→ TASK DESCRIPTION:
Reproduce every line of the records below word for word, leaving out the pictures.

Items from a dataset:
_ _ _ _ _
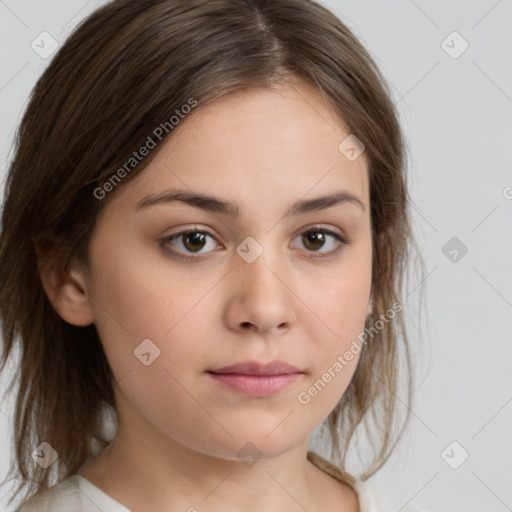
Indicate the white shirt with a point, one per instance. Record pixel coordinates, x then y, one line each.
77 494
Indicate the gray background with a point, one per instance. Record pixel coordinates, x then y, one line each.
457 114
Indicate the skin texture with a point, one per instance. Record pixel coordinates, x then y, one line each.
179 431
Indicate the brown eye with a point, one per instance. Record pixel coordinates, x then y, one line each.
193 240
189 243
317 238
313 240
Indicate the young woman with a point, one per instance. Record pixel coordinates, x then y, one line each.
204 234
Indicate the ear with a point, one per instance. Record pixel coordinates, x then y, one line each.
66 288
_ _ _ _ _
→ EXERCISE SOLUTION:
Indicate the white shirt with a point, one per instance. Record pixel coordinates, x then y, one line each.
77 494
Indicate the gray background with a point, one per instance. Record pixel coordinates, x then y, one line each.
457 114
Indicate the skin texture with a point, one per instance. Record pixel coordinates, x then y, one line each.
179 431
Indicate the brown eye with a point, one per instance. Record pixel coordinates, x then y, one line each.
193 240
189 243
317 238
313 240
Indicate the young woman with a point, one per instance. Record pixel coordinates, x then y, one line each.
204 234
Indicate the ear with a point, one per instance. Record pixel coordinates, x then y, one line each.
66 288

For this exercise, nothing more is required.